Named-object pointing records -
■ ■ ■ ■

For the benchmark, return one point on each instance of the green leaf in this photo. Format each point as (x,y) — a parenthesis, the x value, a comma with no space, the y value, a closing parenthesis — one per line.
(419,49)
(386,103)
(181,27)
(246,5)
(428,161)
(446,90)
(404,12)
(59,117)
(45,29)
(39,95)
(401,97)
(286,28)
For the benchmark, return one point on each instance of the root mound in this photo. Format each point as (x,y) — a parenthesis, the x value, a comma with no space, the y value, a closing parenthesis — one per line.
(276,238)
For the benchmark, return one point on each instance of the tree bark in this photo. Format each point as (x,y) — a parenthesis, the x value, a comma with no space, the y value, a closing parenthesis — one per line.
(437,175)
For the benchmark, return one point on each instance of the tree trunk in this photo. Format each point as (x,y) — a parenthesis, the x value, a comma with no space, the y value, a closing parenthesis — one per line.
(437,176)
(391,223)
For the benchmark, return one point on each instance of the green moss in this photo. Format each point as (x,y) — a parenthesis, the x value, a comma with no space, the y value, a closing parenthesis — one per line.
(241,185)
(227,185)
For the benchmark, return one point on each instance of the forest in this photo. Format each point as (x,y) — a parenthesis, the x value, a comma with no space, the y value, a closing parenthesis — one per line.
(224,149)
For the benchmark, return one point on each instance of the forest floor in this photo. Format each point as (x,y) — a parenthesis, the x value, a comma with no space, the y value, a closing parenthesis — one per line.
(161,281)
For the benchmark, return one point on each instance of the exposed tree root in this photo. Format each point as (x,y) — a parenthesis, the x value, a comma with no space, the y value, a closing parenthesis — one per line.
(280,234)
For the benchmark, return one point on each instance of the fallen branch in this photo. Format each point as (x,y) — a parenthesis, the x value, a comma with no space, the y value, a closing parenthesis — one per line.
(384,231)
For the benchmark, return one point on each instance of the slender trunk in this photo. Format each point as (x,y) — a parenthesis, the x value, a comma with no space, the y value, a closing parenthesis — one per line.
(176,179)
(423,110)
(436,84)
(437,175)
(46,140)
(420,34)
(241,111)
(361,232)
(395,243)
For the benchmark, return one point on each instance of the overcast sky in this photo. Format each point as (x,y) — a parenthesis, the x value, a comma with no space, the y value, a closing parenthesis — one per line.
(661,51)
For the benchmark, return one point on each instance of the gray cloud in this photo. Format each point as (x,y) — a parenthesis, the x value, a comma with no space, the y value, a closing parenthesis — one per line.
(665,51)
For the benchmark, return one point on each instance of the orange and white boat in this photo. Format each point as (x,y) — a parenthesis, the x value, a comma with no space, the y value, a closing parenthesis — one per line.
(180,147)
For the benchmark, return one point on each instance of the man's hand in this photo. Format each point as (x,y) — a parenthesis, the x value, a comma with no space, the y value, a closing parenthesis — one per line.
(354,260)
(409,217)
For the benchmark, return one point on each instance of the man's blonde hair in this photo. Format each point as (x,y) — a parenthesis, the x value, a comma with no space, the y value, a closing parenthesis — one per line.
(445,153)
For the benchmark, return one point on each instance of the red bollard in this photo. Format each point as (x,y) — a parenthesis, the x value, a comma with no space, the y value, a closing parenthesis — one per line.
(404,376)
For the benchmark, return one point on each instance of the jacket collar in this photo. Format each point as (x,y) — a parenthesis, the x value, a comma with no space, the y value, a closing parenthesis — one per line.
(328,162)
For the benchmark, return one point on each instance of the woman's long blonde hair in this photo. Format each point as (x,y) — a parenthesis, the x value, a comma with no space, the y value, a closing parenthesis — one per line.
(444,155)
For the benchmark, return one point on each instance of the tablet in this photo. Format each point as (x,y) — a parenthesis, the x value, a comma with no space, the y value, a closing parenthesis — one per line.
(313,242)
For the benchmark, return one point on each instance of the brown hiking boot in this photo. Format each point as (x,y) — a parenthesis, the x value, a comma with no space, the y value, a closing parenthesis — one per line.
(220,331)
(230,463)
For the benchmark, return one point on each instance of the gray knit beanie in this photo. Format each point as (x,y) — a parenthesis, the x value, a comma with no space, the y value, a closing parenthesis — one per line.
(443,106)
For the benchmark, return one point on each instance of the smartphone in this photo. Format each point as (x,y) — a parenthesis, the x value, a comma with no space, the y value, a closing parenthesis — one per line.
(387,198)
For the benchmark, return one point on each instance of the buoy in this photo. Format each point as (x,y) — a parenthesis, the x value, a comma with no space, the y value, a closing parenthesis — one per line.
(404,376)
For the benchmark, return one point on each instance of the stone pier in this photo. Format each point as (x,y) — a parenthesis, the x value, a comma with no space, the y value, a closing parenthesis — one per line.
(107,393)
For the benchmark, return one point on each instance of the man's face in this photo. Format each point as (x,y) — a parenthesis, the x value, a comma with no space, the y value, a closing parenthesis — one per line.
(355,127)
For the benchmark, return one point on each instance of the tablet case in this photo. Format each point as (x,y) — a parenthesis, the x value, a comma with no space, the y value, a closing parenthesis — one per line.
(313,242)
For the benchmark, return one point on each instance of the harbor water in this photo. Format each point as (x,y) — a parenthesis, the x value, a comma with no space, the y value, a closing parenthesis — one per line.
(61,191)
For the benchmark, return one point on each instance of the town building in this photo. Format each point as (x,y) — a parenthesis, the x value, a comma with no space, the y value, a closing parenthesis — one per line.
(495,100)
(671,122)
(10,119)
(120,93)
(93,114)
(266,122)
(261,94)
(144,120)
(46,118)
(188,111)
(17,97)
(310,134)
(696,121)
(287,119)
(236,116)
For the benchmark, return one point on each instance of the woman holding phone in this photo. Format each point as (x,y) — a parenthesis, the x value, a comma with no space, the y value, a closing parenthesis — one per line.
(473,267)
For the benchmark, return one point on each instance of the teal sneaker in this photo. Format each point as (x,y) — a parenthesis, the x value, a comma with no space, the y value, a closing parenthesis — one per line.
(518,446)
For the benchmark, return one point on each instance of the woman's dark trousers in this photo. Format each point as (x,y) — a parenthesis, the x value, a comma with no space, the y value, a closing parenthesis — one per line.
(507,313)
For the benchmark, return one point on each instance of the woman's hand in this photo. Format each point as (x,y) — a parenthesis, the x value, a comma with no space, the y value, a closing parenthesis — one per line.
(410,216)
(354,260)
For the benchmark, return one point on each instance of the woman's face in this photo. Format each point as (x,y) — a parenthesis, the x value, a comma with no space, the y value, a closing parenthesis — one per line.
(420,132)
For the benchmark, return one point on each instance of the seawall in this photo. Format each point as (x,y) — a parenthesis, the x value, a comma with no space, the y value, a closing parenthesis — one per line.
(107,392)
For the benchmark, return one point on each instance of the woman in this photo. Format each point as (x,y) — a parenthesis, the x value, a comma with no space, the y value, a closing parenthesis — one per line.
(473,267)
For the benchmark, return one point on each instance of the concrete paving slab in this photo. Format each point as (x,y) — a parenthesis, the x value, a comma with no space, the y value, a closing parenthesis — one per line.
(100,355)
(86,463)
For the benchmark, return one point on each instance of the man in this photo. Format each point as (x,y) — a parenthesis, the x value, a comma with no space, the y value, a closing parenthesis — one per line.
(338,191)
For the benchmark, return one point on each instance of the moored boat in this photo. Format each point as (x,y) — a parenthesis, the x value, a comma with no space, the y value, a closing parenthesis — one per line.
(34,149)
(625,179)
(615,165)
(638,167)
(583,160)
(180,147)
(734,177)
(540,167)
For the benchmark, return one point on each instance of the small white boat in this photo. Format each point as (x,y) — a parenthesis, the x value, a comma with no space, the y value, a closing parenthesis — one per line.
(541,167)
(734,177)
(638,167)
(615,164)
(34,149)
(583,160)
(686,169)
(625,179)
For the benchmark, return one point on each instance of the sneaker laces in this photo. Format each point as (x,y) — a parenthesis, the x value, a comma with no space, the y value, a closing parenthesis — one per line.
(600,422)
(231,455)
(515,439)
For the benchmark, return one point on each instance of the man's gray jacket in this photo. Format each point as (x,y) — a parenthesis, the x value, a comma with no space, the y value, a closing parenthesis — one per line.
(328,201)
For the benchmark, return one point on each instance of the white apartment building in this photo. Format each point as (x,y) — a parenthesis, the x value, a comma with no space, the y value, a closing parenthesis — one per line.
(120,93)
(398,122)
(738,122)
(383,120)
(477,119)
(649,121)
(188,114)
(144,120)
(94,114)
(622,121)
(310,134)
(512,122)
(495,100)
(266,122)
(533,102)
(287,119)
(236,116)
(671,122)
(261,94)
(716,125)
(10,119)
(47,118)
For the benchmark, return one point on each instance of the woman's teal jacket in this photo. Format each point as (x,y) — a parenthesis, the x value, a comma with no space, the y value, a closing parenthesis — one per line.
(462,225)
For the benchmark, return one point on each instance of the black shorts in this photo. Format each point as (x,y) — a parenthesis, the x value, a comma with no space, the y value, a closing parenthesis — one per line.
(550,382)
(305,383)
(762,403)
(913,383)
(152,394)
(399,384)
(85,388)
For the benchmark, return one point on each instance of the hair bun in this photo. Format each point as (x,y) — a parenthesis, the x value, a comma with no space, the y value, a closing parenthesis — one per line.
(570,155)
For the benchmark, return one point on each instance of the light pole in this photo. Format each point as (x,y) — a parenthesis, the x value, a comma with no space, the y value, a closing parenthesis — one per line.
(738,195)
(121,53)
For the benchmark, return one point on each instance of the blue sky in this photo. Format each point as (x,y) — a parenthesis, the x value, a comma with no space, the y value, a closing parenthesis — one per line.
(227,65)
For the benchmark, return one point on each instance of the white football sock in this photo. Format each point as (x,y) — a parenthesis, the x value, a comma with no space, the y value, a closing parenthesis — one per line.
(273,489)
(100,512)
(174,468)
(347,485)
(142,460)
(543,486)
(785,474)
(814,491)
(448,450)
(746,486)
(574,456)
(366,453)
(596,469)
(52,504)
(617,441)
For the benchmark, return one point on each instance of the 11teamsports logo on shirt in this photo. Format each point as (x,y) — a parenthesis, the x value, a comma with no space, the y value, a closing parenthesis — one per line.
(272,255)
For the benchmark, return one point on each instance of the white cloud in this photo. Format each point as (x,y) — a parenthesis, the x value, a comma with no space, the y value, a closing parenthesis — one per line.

■ ■ ■ ■

Brief -
Look above for the line containing "of the blue"; copy from it through the last line, exactly, and nothing more.

Exercise output -
For the benchmark, return one point on each instance of the blue sky in this photo. Format each point as (x,y) — a parenthesis, the x value, a comma with no space, the y value, a closing parenthesis — one per line.
(227,65)
For the benchmark, return one point on each instance of the white football sock in this photo. Format each point as (x,y) — a parenthesis, the x value, a comma with no space, the y value, a closing parenthesis — one per line.
(273,489)
(100,512)
(174,468)
(347,485)
(142,460)
(543,486)
(785,474)
(814,491)
(448,450)
(746,486)
(574,456)
(366,453)
(596,469)
(52,504)
(617,441)
For the benchmark, return one point on each instance of the 11teamsports logo on shirt in this photo. Format each point as (x,y) — a parenthesis, the x value, a comma with no space, the y value, a closing parenthesis — one per line.
(272,255)
For the benchmark, return one point on each instance of the white cloud in this photo. Format each point as (x,y) — a parenthesis, the x value, a comma with no space, the y value, a closing parenthesis — one per line.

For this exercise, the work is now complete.